Your task:
Rewrite the data from the line containing "Where can you spot the blue" through the end of the data, changing "blue" to "red" and leaving everything else as it is.

>> START Entries

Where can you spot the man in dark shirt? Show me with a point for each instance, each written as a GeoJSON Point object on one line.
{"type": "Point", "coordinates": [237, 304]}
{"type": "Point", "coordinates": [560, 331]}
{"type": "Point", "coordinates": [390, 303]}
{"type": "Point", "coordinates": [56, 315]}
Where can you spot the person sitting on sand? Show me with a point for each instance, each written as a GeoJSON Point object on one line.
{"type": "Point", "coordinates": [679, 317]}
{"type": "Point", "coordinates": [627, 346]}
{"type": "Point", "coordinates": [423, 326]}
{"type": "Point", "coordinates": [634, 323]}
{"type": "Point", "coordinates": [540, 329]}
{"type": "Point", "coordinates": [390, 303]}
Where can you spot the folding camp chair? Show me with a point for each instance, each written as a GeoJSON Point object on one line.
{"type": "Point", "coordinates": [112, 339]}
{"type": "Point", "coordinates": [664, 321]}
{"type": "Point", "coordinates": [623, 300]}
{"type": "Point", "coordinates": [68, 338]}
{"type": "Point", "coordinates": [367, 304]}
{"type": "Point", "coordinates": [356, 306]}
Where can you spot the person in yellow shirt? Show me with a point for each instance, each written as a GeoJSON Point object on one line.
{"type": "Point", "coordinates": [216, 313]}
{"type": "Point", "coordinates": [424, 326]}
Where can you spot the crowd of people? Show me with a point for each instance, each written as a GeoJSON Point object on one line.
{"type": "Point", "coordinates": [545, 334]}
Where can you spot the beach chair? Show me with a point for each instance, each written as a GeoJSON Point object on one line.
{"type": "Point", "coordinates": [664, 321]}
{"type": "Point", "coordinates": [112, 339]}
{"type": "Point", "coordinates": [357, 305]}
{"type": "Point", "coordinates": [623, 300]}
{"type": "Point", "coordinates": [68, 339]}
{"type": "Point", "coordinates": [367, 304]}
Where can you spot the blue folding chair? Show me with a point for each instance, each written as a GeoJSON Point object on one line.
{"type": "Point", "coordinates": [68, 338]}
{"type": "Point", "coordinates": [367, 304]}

>> END Entries

Solution to the problem:
Where can you spot the red folding chair? Show me with a point for each instance, each written as a GeoJSON Point object on one line.
{"type": "Point", "coordinates": [68, 338]}
{"type": "Point", "coordinates": [367, 304]}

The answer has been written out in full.